---------- Reading text

[whatwg] the cite element

Ian Hickson ian at hixie.ch
Wed Aug 12 16:21:23 PDT 2009


On Mon, 3 Aug 2009, Erik Vorhes wrote:
> On Mon, Aug 3, 2009 at 6:29 AM, Ian Hickson <ian at hixie.ch> wrote:
> > Not all titles are citations, actually. For example, I've heard of the 
> > /Pirates of Penzance/, but I'm not citing it, just mentioning it in 
> > passing.
>
> No, that actually is a citation, whether you realize it or not. You are 
> making reference to a musical and are therefore citing it, even in 
> passing.

Your definition of "citation" is far looser than my dictionary's ("a 
quotation from or reference to"). In fact your definition seems to be 
basically the same as HTML5's -- a title of a work. Unless you think that 
this should be valid use of <cite>:

   <p>I picked up <cite>my favourite book</cite>, and put it next to 
   <cite>the painting I got from my aunt</cite>.</p>

I don't think that those references to works should use <cite>. Doing so 
has zero benefit, as far as I can tell.

--------------------
---------- Material provided

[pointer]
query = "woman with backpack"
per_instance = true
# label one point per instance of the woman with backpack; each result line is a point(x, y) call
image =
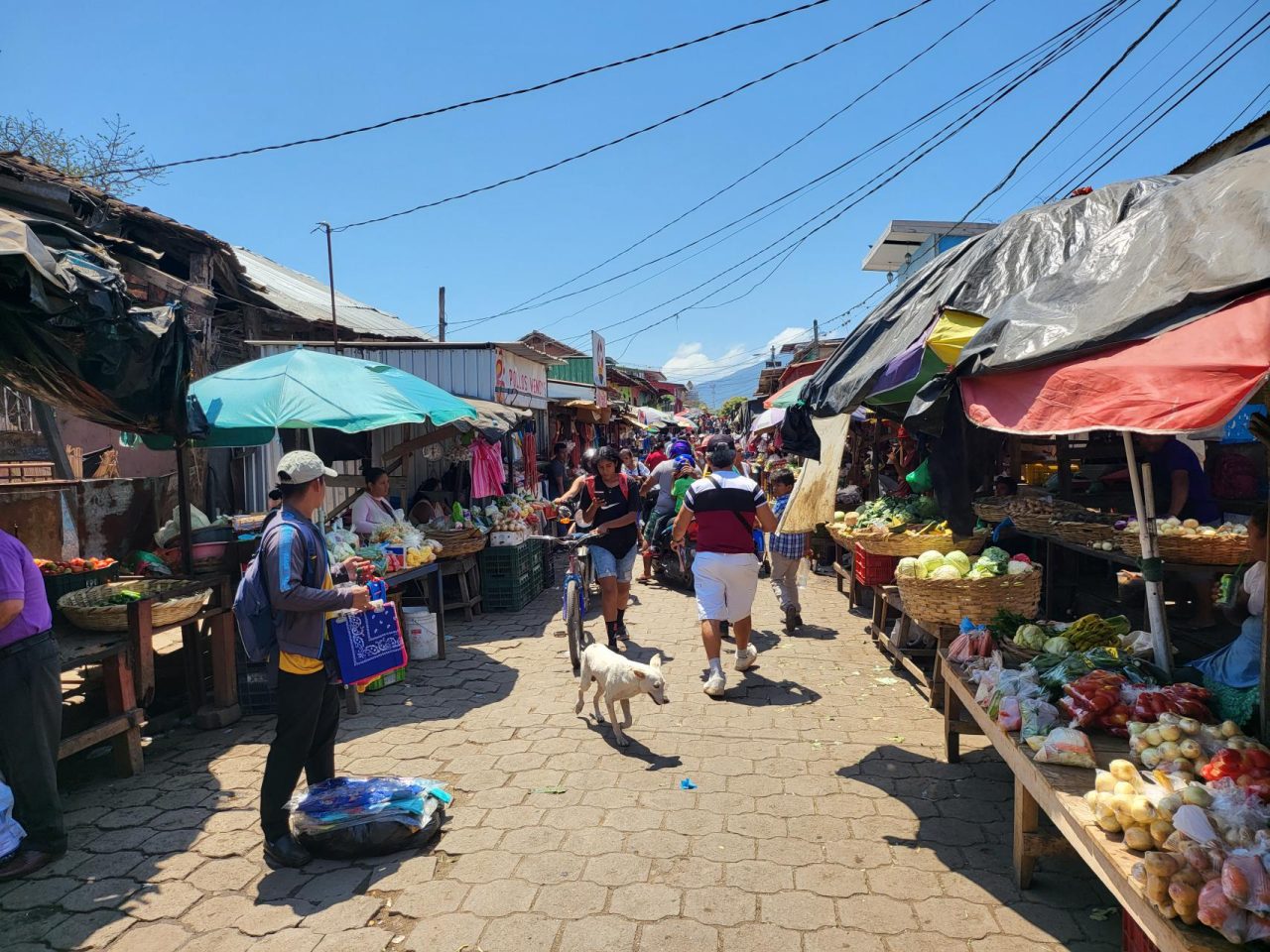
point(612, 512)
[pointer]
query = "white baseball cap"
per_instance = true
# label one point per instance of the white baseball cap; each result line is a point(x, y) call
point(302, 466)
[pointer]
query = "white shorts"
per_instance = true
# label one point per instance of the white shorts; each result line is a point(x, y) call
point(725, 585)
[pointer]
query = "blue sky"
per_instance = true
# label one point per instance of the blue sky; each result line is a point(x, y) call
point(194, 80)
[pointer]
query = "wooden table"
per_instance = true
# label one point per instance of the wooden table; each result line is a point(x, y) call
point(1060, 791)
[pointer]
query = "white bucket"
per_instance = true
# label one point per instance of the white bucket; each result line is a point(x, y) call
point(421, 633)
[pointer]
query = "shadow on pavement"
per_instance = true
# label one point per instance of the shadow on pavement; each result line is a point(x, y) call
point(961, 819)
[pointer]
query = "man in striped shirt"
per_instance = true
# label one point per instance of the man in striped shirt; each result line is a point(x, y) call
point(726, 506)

--------------------

### Task statement
Rewrite the message about the cite element from "Your definition of" up to and including "I can tell.", changing "definition" to "notion" each time it occurs.

### Final answer
Your notion of "citation" is far looser than my dictionary's ("a 
quotation from or reference to"). In fact your notion seems to be 
basically the same as HTML5's -- a title of a work. Unless you think that 
this should be valid use of <cite>:

   <p>I picked up <cite>my favourite book</cite>, and put it next to 
   <cite>the painting I got from my aunt</cite>.</p>

I don't think that those references to works should use <cite>. Doing so 
has zero benefit, as far as I can tell.